● **Problem to work on**:
Exact copies of the line with "Query: hillside" and of all lines after it through the end of the entries are required, and no other lines.

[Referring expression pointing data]

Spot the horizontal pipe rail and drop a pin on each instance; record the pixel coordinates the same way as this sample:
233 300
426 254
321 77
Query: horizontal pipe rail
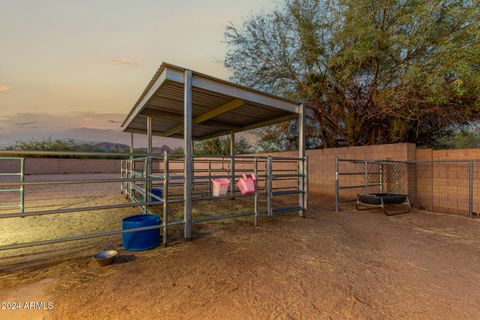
63 182
360 186
74 210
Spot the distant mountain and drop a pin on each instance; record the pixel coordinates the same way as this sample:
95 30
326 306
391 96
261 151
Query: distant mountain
111 146
160 150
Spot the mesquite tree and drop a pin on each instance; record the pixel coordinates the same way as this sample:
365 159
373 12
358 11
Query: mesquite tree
371 71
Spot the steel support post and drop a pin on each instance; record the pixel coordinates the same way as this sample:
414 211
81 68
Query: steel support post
232 164
470 188
337 185
165 197
255 172
269 186
301 155
22 187
187 133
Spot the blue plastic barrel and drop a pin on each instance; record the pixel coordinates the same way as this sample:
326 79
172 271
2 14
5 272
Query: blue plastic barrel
157 192
141 240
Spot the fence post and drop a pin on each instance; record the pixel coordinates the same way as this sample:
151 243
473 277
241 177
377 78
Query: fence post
145 185
269 186
255 172
209 177
22 187
165 197
366 176
382 168
337 186
470 188
305 184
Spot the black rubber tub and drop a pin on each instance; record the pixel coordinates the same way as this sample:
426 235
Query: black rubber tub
388 198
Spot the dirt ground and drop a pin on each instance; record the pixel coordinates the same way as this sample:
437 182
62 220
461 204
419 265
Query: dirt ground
347 265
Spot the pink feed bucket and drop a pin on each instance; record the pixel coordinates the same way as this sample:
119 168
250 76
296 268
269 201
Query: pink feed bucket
220 186
247 184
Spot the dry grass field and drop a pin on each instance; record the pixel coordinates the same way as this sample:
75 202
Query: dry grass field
347 265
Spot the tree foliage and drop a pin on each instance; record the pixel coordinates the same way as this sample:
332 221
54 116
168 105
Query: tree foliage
371 71
460 139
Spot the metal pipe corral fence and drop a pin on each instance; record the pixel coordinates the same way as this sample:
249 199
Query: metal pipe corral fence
141 172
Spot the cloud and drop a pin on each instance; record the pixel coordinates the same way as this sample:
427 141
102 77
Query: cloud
4 88
25 123
121 61
83 126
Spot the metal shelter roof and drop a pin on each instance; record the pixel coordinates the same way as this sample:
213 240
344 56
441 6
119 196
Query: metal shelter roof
219 107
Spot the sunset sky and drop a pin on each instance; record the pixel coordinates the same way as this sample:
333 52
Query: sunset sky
73 69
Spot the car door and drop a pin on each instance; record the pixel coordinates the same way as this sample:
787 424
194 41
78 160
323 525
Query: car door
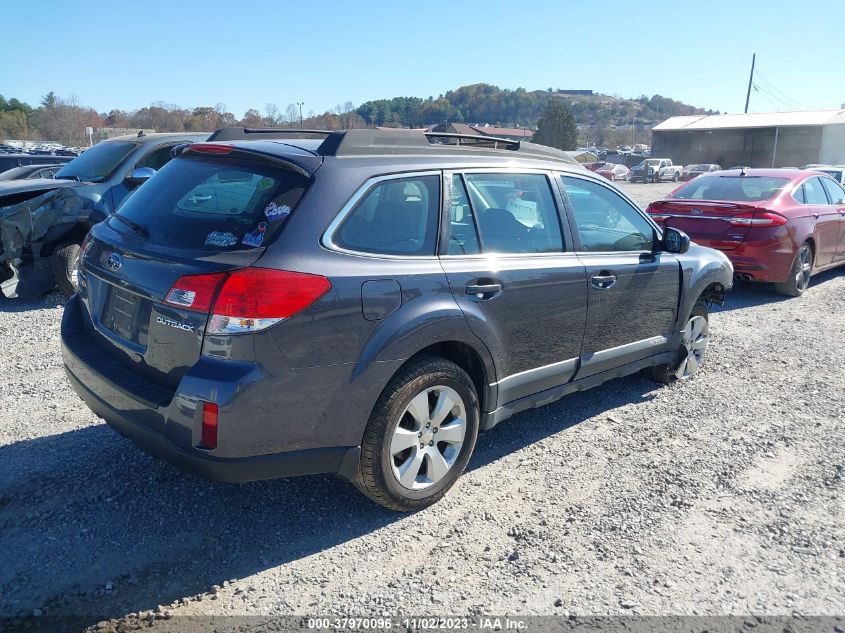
633 290
511 269
826 219
837 195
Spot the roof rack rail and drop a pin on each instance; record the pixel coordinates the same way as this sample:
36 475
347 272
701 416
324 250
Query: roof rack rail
370 142
479 138
255 133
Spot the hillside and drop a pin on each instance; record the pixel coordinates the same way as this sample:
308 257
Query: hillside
485 103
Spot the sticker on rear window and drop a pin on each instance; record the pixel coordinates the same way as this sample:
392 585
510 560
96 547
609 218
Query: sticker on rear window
276 213
256 237
220 238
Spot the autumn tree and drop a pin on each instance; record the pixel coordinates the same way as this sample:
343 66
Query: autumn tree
556 127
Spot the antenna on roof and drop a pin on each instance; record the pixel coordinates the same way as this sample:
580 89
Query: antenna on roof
750 80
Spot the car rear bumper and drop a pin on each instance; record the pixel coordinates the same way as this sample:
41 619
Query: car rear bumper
168 424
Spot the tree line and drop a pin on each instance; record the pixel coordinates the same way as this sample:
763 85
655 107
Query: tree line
64 119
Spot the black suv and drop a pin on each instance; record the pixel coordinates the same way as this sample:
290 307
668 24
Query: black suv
364 302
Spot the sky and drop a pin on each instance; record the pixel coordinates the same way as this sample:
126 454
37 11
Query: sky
248 53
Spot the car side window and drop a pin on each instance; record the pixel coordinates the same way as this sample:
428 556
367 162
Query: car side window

● **Result of this exercise**:
Query: hillside
485 103
Spot the sticker on rear window and drop a pin on each instance; record the pixel coordinates the same way as this sample:
392 585
510 560
96 547
609 218
Query: sticker on rear window
276 213
256 237
220 238
Spot the autumn tree and drop a pin on each instance; record the pixel coordinates the same way as this sample:
343 66
Query: autumn tree
556 127
Spot the antenna on roof and drop a pin on each instance; record the pixel coordinates the same way as this sample:
580 89
Query: antenna on roof
750 80
Spot the car rear bumper and drop a pin on each instance; record the pixel coordinates the same way as this sample:
41 619
Query: car rear bumper
168 424
Spot the tree line and drop a pin on each instance; record the pixel coordinates the same way as this sample:
763 85
655 107
Query: tree line
64 119
Spot the black suv and drop a pin on each instance; record the pixel coordinates the same way as this sample:
290 307
668 24
Query: black suv
364 302
Spot the sky and drop a pin on each instance; record the pixel coordinates the same way as this sample:
126 454
37 11
Query: sky
248 53
Spot the car side window and drop a pin on each instance; record the pixel coordinates the same way as this sample:
428 556
367 162
Query: car side window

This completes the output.